• _Text section_
______________________________

Lala Nisar Muhammad Khan (  – 23 February 2016), also known as Lala Nisar, was a Pakistani politician, senator, member of parliament, and cabinet minister, who served railway minister during the Muhammad Khan Junejo's government, and later housing and works minister in 2008 while representing province Khyber Pakhtunkhwa of Pakistan.

He was born to Yar Mohammad Khan in Charsadda district of Khyber Pakhtunkhwa. He had three sons, including Fazal Muhammad Khan, Naseer Mohammad Khan, and former Member of the Provincial Assembly Saeed Mohammad Khan. In 1955, he went to England where he received his higher education, including graduation in 1966. He attended Islamia College Peshawar at faculty of arts for further or earlier studies. Before graduating in UK, he attended the Lawrence College Ghora Gali.

Political career 
Nisar started his political career after returning to home from the United Kingdom. He contested his first-ever election in 1966 and was elected as the member of parliament for West Pakistan. Later, he contested in 1985 Pakistani general election as an independent candidate and was elected as the member of National Assembly of Pakistan until the next elections. During the period, he served adviser to the federal government for health and railways ministries. He is also credited for his contribution to the Pakistan Peoples Party's formation. On the occasion of a political speech against Ayub Khan delivered by then Pakistan's 16th prime minister Zulfikar Ali Bhutto, Nisar was inspired by the speech which was aimed at on the Tashkent Declaration and he subsequently joined the party. However, he later disassociated himself from the party over Bhutto's policies against farmers, and later he formed the Zamindar Tehreek (Farmer's movement) party aimed at to oppose political agenda of Bhutto.

______________________________

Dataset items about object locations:
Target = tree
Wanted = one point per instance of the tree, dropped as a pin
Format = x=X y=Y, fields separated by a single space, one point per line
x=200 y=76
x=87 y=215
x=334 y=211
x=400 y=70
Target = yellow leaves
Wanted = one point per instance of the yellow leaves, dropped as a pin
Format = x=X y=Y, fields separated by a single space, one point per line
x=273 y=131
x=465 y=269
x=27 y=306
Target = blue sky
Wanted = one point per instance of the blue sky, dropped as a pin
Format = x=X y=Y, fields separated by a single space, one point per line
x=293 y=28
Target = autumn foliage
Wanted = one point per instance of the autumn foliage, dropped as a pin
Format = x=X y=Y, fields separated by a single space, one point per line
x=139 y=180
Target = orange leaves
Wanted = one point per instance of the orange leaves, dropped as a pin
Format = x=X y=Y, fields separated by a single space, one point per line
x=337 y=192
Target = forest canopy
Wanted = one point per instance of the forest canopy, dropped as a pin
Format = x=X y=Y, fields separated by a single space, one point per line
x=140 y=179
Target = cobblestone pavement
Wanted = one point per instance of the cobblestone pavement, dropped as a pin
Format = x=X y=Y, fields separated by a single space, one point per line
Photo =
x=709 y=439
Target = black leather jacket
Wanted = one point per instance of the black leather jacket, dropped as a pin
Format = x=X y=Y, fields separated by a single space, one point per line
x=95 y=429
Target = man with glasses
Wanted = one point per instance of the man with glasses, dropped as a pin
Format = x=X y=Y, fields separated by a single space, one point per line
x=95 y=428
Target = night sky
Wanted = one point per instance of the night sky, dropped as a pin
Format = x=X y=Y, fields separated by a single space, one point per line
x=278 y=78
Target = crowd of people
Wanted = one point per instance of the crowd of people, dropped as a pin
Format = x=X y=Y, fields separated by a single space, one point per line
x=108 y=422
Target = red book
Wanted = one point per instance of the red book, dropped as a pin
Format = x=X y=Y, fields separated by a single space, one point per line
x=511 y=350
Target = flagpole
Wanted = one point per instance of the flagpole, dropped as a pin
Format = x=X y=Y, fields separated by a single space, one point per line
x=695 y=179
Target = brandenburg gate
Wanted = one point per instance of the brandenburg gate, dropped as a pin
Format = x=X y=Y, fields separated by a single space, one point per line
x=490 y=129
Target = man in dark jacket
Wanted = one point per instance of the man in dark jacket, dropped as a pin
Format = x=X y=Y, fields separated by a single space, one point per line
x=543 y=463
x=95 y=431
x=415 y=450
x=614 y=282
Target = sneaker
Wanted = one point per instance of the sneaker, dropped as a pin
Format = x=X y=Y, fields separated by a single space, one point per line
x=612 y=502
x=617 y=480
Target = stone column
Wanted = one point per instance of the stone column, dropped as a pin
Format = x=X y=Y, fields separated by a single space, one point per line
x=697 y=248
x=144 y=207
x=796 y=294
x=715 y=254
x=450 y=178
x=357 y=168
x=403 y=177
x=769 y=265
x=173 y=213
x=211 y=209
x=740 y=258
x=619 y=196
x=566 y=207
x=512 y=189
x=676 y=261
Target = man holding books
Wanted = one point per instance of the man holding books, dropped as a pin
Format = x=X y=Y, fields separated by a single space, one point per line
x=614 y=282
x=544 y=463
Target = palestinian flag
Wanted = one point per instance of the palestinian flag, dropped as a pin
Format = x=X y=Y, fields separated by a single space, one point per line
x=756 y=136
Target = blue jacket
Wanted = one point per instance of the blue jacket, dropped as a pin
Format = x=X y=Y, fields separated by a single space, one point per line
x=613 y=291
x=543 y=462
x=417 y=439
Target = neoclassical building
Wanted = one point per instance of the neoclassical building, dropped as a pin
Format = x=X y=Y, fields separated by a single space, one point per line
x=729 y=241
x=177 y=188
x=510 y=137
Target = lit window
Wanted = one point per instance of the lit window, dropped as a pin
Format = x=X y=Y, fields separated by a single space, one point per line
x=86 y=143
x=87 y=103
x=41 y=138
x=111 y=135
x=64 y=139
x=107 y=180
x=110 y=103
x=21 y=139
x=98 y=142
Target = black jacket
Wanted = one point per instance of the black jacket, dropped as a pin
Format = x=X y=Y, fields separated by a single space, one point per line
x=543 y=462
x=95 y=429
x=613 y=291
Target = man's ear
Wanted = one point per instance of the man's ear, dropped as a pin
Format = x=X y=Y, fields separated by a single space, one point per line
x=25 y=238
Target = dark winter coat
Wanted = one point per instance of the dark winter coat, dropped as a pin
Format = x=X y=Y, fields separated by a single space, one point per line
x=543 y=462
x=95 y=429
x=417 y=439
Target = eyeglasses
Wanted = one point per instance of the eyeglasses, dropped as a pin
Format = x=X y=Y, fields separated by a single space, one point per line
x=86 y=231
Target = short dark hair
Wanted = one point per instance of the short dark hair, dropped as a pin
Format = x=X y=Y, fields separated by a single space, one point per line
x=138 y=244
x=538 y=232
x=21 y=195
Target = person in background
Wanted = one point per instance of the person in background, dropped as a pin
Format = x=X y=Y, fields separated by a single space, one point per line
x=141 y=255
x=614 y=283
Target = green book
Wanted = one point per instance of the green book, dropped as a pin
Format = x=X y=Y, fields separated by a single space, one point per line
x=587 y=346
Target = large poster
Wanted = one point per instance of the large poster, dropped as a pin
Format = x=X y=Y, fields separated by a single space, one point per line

______________________________

• _Written problem 1_
According to the Lala Nisar biography, in what year did he go to England?
• _Written problem 2_
Turn the paragraph of the Lala Nisar biography that begins "He was born to Yar Mohammad Khan" into a short bulleted list that keeps its main facts.
• _Written problem 3_
From the Lala Nisar biography, write out the part that opens with the words containing "Lala Nisar Muhammad" and closes with "Pakhtunkhwa of Pakistan.".

• _Correct response 1_
1955

• _Correct response 2_
- Born to Yar Mohammad Khan in Charsadda district, Khyber Pakhtunkhwa
- Three sons: Fazal Muhammad Khan, Naseer Mohammad Khan, and Saeed Mohammad Khan, a former Member of the Provincial Assembly
- Went to England in 1955 for higher education and graduated in 1966
- Attended the faculty of arts at Islamia College Peshawar
- Attended Lawrence College Ghora Gali before graduating in the UK

• _Correct response 3_
Lala Nisar Muhammad Khan (  – 23 February 2016), also known as Lala Nisar, was a Pakistani politician, senator, member of parliament, and cabinet minister, who served railway minister during the Muhammad Khan Junejo's government, and later housing and works minister in 2008 while representing province Khyber Pakhtunkhwa of Pakistan.